Please copy out the opera review, starting at the words "Of Picker's music" and stopping after "is the cabaletta.)", and substitute "split" for "dichotomy".

_Extracted text_:
*** Block opens ***

In a sense the drama recapitulates -- as do its somewhat greater forerunners -- the story of its creators' civilization. Act I, moving ceaselessly forward from scene to ever-shifting scene, is entirely Clyde's -- which is to say desire's. Its unbanked force within him, manifesting in characteristically American form (as above), conquers what's before it, triggering and feeding from desires of those around him. So Clyde gets his job, then his woman, then his social entree, while Roberta finds love and Sondra -- who has discovered desire herself in New York (not least, of course, through its consumer opportunities!) -- a playmate and co-dreamer.
These, naturally, can't all coexist -- a far more fundamental problem for Clyde (and society) than the mean-but-incidental snobbery of his cousin or aunt. Act I closes with his idyll of ever-newly-satisfied desires being fatally cracked, as Roberta tells him she is pregnant.
But Clyde doesn't follow the rules that would have him resolve these conflicting desires at the point where their conflict has been unmistakably spotlit. This begins Act II's crime-and-punishment structure. He lets things fester, delusionally (or sociopathically) believing that he can still have everything, notwithstanding others' claims. Against this belief every society must defend itself (as also here), not least because it moves some to kill. For Clyde it's a letting-die, though the legal machinery by which peace in America is kept -- even against the strong sexual and economic passions of the country, this incubator of Act I's desire -- finds him a murderer. Whatever the niceties, Clyde's personal case resolves when he acknowledges to his mother that his inner guilt matches the outer. The transgression that began the act thus ends.
Of Picker's music one might make many complaints fair and unfair, but we should first start with this: it well suits the text and performers of the piece. Picker, at the least, well and correctly judged the dramatic arc of the story and the vocal/character possibilities of the people who were to embody it. Beyond that, my initial general impression was that none of it is boring, but too much of it falls into the slow-rapt and fast-ominous dichotomy that's been too common for too long. (What I miss most in new operas is the cabaletta.)

*** Block closes ***

(Natural-language object grounding data)
*** Block opens ***

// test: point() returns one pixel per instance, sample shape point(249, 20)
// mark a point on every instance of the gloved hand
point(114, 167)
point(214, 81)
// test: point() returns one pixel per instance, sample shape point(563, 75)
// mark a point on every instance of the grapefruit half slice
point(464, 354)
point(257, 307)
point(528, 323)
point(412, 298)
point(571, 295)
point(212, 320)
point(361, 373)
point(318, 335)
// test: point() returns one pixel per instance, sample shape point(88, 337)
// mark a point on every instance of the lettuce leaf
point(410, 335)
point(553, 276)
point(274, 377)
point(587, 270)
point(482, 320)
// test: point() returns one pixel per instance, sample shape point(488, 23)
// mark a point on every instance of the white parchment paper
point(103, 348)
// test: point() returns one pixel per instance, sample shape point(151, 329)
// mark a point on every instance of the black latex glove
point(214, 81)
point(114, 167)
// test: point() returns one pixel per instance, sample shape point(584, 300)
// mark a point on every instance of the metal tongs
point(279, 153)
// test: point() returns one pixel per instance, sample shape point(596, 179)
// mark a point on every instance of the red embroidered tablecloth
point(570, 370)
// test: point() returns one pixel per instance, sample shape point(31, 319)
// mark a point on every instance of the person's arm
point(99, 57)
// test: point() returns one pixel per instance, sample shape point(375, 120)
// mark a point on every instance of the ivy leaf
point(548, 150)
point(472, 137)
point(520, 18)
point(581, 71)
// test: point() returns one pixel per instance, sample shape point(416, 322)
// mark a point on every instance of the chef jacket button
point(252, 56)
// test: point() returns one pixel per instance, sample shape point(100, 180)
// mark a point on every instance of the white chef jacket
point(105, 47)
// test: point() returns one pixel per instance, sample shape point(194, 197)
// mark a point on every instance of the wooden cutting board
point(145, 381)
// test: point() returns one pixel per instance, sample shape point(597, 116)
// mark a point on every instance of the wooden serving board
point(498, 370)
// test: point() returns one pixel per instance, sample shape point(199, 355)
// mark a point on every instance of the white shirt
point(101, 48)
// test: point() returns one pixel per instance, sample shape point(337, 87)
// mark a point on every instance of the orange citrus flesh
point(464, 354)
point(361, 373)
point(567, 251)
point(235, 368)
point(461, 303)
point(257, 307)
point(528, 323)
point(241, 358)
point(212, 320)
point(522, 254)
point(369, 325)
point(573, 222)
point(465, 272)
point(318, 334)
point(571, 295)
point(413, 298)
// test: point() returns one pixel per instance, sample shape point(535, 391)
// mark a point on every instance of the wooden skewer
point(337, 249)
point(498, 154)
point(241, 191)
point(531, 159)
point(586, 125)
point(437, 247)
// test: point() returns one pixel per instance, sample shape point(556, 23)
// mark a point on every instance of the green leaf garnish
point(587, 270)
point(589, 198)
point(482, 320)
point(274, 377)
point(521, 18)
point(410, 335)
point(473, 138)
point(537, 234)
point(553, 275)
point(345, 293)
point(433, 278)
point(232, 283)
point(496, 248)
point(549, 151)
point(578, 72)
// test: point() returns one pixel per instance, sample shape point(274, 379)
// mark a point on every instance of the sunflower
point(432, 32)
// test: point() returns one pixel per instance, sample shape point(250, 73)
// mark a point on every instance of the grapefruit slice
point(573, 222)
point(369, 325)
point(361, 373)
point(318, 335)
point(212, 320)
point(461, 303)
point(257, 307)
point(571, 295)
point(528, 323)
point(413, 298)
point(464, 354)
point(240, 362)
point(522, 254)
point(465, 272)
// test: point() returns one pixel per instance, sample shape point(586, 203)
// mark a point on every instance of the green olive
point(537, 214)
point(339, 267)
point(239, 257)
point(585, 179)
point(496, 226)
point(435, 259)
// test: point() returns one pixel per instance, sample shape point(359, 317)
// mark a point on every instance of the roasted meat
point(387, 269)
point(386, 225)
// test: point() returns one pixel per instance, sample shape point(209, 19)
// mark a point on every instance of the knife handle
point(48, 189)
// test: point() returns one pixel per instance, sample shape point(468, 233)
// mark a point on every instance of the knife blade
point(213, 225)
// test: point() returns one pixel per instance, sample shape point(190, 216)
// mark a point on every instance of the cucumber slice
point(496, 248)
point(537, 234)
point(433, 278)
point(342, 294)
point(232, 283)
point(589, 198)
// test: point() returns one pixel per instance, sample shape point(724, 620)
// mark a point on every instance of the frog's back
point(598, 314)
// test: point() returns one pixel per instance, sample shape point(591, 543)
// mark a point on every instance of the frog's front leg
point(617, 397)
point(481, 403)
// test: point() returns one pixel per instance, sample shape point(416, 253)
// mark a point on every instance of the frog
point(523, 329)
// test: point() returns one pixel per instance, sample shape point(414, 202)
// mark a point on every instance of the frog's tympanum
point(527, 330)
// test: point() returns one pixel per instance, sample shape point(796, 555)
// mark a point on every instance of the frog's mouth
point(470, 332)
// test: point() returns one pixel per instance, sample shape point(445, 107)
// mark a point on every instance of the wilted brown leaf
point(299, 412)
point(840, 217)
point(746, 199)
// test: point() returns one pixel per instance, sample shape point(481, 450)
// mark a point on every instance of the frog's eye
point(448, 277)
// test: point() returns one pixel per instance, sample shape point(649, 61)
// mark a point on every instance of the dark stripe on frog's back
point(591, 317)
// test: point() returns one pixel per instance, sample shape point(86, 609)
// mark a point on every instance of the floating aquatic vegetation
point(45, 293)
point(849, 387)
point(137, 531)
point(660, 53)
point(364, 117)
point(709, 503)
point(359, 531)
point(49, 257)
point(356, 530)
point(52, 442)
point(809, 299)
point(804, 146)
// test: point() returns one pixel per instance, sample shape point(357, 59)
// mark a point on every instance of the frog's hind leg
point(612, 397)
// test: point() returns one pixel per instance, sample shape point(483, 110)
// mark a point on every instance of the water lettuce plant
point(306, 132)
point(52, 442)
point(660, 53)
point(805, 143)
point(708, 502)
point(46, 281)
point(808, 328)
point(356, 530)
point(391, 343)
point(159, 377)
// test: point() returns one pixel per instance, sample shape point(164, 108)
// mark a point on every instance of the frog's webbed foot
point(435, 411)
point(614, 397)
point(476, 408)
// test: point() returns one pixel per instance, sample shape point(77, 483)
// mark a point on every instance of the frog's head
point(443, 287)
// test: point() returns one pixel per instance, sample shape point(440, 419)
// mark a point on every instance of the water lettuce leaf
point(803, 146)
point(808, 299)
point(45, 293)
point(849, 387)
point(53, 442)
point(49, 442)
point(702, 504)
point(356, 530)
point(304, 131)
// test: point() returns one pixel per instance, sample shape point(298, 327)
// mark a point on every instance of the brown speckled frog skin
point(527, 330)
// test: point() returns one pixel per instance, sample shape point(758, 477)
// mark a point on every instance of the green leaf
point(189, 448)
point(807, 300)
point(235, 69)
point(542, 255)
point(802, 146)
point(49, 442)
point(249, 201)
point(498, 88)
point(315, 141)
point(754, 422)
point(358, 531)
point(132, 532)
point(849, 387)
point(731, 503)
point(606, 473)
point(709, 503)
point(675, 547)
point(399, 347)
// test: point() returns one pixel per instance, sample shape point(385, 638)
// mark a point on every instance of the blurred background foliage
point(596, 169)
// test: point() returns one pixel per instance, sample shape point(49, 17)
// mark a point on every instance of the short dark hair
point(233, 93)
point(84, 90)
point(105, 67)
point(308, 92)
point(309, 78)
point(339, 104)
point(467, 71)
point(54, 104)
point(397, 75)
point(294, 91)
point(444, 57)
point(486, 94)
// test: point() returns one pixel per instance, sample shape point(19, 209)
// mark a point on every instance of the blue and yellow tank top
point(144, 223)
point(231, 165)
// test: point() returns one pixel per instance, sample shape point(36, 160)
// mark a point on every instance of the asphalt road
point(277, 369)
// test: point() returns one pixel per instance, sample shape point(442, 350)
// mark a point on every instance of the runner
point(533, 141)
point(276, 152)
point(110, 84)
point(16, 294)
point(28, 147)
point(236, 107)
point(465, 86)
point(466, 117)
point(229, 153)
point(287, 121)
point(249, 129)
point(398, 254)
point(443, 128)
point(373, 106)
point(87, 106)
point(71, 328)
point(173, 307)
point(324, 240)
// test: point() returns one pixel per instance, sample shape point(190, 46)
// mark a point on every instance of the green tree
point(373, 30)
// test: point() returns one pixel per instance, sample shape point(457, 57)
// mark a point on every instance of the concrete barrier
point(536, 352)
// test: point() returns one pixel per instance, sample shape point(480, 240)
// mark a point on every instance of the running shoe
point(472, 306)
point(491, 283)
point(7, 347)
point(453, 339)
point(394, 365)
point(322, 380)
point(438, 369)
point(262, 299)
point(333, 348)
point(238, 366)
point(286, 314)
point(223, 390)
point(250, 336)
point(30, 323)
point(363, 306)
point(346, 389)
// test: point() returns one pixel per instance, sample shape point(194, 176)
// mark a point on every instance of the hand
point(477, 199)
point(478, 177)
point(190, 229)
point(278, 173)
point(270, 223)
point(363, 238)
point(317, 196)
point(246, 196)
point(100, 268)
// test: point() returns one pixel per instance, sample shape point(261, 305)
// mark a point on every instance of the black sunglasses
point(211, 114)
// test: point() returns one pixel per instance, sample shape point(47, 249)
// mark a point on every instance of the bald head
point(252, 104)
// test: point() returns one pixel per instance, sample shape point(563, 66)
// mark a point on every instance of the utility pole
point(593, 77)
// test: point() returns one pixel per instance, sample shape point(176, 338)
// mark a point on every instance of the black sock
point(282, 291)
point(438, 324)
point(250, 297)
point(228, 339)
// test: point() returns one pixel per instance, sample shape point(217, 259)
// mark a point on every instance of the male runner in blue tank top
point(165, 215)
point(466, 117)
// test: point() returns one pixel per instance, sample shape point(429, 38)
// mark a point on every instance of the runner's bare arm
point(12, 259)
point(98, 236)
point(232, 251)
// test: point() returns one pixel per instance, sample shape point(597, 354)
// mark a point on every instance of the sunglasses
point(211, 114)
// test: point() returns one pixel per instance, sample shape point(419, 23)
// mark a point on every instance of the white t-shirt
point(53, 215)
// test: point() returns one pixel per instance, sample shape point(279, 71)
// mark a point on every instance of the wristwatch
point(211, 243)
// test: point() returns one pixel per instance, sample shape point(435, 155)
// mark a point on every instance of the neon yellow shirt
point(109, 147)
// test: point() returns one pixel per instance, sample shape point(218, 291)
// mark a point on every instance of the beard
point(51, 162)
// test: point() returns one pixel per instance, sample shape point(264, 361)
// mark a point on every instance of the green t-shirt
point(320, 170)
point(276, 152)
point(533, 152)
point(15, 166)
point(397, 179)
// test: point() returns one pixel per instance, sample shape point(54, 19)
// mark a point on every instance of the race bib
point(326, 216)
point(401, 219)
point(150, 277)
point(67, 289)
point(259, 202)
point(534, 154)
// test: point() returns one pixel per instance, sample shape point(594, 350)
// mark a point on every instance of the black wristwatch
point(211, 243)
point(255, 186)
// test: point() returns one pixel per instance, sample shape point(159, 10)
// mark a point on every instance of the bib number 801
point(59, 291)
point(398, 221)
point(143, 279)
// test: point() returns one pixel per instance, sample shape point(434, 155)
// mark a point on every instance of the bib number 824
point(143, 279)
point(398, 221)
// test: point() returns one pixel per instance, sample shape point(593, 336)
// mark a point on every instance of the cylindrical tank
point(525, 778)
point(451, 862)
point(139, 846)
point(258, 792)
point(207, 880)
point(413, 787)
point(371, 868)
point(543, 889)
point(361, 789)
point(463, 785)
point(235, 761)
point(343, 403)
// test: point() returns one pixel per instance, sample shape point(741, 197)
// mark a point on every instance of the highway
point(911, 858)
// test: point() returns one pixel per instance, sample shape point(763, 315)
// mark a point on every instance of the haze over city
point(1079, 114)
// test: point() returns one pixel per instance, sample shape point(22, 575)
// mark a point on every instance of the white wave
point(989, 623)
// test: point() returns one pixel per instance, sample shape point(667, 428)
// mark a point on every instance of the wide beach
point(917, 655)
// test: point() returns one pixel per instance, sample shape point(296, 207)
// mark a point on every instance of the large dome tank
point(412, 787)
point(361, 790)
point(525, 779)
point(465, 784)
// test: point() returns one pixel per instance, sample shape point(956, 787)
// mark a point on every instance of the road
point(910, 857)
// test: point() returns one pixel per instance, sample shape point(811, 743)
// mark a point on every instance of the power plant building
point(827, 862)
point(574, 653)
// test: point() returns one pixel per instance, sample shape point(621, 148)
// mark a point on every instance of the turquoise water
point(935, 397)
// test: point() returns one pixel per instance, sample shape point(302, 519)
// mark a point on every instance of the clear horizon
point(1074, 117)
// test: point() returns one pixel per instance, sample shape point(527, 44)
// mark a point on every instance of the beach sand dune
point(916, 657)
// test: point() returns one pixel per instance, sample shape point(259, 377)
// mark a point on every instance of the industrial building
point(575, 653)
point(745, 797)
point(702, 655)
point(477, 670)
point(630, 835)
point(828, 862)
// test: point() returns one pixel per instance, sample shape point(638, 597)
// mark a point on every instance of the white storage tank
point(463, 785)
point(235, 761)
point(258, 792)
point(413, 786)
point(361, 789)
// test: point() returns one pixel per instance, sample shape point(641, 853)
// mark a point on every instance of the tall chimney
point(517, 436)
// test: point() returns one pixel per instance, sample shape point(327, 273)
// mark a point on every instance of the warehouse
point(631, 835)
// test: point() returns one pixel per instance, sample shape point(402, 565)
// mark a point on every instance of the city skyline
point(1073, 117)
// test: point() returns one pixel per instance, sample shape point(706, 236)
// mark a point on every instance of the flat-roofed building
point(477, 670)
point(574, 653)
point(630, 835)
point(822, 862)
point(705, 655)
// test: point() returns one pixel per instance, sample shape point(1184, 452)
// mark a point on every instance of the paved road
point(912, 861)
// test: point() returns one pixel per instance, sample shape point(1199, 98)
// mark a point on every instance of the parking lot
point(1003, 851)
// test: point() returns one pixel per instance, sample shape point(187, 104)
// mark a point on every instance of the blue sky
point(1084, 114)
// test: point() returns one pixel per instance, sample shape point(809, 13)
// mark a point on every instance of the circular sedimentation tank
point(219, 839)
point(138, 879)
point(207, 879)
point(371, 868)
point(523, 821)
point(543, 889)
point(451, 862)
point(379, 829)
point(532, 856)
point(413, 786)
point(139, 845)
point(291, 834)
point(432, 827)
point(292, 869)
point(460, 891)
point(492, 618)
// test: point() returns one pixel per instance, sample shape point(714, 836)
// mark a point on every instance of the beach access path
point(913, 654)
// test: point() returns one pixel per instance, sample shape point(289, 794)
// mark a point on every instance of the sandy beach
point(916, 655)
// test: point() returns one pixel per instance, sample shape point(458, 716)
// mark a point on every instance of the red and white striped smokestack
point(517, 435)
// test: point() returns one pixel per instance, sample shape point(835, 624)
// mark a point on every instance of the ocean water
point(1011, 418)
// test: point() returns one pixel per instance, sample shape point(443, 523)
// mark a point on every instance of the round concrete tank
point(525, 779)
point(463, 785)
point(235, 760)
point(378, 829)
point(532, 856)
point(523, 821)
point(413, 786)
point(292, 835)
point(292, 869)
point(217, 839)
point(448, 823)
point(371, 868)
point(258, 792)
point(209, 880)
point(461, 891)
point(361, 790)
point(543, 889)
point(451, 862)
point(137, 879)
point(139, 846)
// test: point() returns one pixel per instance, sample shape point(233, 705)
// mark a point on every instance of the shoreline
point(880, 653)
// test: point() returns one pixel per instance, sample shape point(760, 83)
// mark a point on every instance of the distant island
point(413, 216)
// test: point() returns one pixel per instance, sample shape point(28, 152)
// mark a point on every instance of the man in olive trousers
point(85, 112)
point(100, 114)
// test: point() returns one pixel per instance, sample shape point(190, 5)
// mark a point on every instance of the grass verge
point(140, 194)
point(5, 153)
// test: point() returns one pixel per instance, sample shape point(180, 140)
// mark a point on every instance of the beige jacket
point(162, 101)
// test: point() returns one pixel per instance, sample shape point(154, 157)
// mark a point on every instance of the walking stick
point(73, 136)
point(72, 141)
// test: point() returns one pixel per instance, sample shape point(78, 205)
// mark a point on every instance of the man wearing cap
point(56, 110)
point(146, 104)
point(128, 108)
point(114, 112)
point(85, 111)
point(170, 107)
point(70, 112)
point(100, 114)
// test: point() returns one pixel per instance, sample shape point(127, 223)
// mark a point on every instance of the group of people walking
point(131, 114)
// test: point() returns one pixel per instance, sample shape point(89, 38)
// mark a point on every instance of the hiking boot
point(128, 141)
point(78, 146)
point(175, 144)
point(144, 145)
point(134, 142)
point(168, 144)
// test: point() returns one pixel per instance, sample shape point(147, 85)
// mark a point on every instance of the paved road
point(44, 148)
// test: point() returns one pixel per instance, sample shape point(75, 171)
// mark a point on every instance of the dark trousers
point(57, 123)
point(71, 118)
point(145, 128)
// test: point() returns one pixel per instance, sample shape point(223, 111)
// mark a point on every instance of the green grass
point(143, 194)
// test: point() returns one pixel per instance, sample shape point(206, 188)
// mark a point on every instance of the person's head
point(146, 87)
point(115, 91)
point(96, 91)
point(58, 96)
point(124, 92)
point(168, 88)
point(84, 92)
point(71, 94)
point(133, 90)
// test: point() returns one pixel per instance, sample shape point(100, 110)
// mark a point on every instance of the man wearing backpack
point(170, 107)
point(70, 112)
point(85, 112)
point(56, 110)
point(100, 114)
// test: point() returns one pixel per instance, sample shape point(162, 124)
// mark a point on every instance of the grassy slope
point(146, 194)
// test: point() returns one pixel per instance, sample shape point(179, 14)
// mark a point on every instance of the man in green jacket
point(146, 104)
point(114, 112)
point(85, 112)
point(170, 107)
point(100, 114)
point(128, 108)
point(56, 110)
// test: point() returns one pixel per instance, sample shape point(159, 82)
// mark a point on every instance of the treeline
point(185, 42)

*** Block closes ***

_Output below_:
Of Picker's music one might make many complaints fair and unfair, but we should first start with this: it well suits the text and performers of the piece. Picker, at the least, well and correctly judged the dramatic arc of the story and the vocal/character possibilities of the people who were to embody it. Beyond that, my initial general impression was that none of it is boring, but too much of it falls into the slow-rapt and fast-ominous split that's been too common for too long. (What I miss most in new operas is the cabaletta.)